DESCRIPTION OF THE TASK:
For every entry, output the exact wording.

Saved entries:
========================================

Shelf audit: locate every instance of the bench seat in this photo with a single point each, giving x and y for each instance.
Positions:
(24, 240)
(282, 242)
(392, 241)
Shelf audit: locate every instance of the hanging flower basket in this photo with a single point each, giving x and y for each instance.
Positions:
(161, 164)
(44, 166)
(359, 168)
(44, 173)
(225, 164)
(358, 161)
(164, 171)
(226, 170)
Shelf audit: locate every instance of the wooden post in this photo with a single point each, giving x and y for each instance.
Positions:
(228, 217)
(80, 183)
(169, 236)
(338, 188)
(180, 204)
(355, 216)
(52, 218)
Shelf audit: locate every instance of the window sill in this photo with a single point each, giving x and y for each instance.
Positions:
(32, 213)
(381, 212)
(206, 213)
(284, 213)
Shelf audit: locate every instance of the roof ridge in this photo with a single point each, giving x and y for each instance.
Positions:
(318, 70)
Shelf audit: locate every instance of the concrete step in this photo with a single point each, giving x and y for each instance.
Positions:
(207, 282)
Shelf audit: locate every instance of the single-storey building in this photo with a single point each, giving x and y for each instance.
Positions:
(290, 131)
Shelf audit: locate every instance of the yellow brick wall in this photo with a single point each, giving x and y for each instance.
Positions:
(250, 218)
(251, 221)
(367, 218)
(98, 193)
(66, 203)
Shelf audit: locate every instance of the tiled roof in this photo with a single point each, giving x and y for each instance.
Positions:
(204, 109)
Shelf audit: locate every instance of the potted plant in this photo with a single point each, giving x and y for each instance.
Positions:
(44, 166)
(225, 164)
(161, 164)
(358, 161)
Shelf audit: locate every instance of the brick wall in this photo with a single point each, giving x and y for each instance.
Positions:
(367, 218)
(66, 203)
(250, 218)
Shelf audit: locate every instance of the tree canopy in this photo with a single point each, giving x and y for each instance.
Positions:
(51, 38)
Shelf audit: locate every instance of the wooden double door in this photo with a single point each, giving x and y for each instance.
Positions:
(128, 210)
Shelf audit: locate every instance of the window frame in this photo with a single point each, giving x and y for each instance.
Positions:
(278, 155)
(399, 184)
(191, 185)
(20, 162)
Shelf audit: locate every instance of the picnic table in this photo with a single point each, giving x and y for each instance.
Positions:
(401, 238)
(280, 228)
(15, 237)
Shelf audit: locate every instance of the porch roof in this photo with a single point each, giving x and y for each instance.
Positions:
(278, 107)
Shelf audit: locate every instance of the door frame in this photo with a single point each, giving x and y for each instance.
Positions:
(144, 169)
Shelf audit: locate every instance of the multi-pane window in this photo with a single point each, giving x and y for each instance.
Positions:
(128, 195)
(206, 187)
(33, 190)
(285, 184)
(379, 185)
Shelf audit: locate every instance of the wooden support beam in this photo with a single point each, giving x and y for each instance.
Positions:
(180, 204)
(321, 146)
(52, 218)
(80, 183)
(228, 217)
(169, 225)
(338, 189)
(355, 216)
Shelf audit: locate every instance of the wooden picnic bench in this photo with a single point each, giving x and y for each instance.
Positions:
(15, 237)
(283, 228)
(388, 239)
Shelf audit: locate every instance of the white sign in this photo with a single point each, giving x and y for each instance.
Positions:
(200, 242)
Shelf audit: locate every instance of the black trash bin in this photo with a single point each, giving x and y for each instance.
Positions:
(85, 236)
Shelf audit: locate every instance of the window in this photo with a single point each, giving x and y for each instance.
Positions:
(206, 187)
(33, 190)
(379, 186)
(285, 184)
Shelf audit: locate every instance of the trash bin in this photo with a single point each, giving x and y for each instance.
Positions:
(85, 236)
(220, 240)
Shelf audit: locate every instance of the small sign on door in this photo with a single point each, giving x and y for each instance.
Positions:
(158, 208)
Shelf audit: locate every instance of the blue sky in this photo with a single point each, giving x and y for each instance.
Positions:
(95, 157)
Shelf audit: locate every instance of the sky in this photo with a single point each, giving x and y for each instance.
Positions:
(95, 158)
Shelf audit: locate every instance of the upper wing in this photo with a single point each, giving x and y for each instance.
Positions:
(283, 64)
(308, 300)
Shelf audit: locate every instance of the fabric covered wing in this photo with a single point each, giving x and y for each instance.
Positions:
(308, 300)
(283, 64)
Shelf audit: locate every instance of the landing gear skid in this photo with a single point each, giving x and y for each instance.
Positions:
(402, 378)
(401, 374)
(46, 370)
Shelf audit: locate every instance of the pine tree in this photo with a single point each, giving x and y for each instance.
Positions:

========================================

YOUR RESPONSE:
Shelf audit: locate every instance of the bench seat in this photo with a single point each, giving x and y for each instance.
Positions:
(24, 240)
(282, 242)
(392, 241)
Shelf audit: locate every instance of the hanging flower basket in this photo with a single point each, giving x and y for each instance.
Positions:
(161, 164)
(44, 166)
(359, 168)
(44, 173)
(225, 164)
(358, 161)
(164, 171)
(226, 170)
Shelf audit: locate every instance of the wooden post in this photo with a single point each, giving x and y for each instance.
Positions:
(228, 217)
(80, 183)
(169, 236)
(338, 188)
(180, 204)
(355, 216)
(52, 218)
Shelf audit: locate every instance of the window sill in this photo with a single point each, giving x and y for each instance.
Positions:
(32, 213)
(381, 212)
(206, 213)
(284, 213)
Shelf audit: locate every instance of the roof ridge in this photo with a single point each, giving x and y for each instance.
Positions:
(318, 70)
Shelf audit: locate every instance of the concrete step in this photo with a single point each, giving x and y for each instance.
Positions:
(207, 282)
Shelf audit: locate every instance of the single-storey building in this photo with a single point each, giving x and y for each instance.
Positions:
(290, 131)
Shelf audit: locate every instance of the yellow brick wall in this photo with a single point each, giving x and y for each instance.
Positions:
(250, 218)
(251, 221)
(367, 218)
(98, 193)
(66, 203)
Shelf audit: locate every instance of the tiled roof in this photo with a single point each, giving x and y for each instance.
Positions:
(204, 109)
Shelf audit: locate every instance of the potted plant in this photo with a single point each, giving x and y for each instance.
Positions:
(44, 166)
(225, 164)
(161, 164)
(358, 161)
Shelf audit: locate every instance of the brick wall in this photo with a single point each, giving x and y for each instance.
Positions:
(367, 218)
(66, 203)
(250, 218)
Shelf audit: locate every instance of the tree canopy in this photo with a single point each, giving x and y for each instance.
Positions:
(51, 38)
Shelf audit: locate every instance of the wooden double door in this photo with a single point each, giving x and y for each instance.
Positions:
(128, 210)
Shelf audit: locate every instance of the window frame in this photo with a single point each, giving x and y for each instance.
Positions:
(278, 155)
(399, 184)
(191, 185)
(20, 162)
Shelf audit: locate every instance of the picnic table in this photo with a single point each, giving x and y for each instance.
Positions:
(401, 238)
(280, 228)
(15, 237)
Shelf audit: locate every instance of the porch roof in this photo with a single point each, giving x and y for each instance.
Positions:
(278, 107)
Shelf audit: locate every instance of the door frame in this photo with a single point each, giving x and y for each instance.
Positions:
(144, 169)
Shelf audit: locate every instance of the multi-pane window in this photo with a single point each, giving x and y for each instance.
Positions:
(128, 195)
(206, 187)
(33, 190)
(285, 184)
(379, 185)
Shelf audit: locate every instance of the wooden support beam in this photo with a single point each, giving x and y for each instance.
Positions:
(180, 204)
(321, 146)
(52, 218)
(80, 183)
(228, 217)
(169, 225)
(338, 189)
(355, 216)
Shelf audit: locate every instance of the wooden picnic bench in this photo with a single point each, giving x and y for each instance.
Positions:
(15, 237)
(283, 228)
(388, 239)
Shelf audit: locate every instance of the white sign in this photo with a single point each, giving x and y for each instance.
Positions:
(200, 242)
Shelf audit: locate every instance of the black trash bin in this photo with a single point each, giving x and y for each instance.
Positions:
(85, 236)
Shelf audit: locate every instance of the window in this photo with a single point each, giving x and y for each instance.
Positions:
(206, 187)
(33, 190)
(379, 186)
(285, 184)
Shelf audit: locate every instance of the trash bin in this photo with a single point each, giving x and y for each instance.
Positions:
(85, 236)
(220, 240)
Shelf audit: locate every instance of the small sign on door in this photo with a single point each, giving x and y for each instance.
Positions:
(158, 208)
Shelf audit: locate every instance of the blue sky in this photo with a single point each, giving x and y for each instance.
Positions:
(95, 157)
Shelf audit: locate every instance of the sky in this photo with a single point each, giving x and y for each instance.
Positions:
(95, 158)
Shelf audit: locate every instance of the upper wing in this photo with a single point each, giving x and y for each instance.
Positions:
(283, 64)
(308, 300)
Shelf audit: locate every instance of the fabric covered wing in this photo with a single point each, giving x and y for each instance.
Positions:
(308, 300)
(283, 64)
Shelf audit: locate every instance of the landing gear skid in this photo with a single point each, giving x and y for each instance.
Positions:
(402, 378)
(401, 374)
(46, 370)
Shelf audit: locate every instance of the pine tree in this photo with a single point each, giving x and y for each instance.
Positions:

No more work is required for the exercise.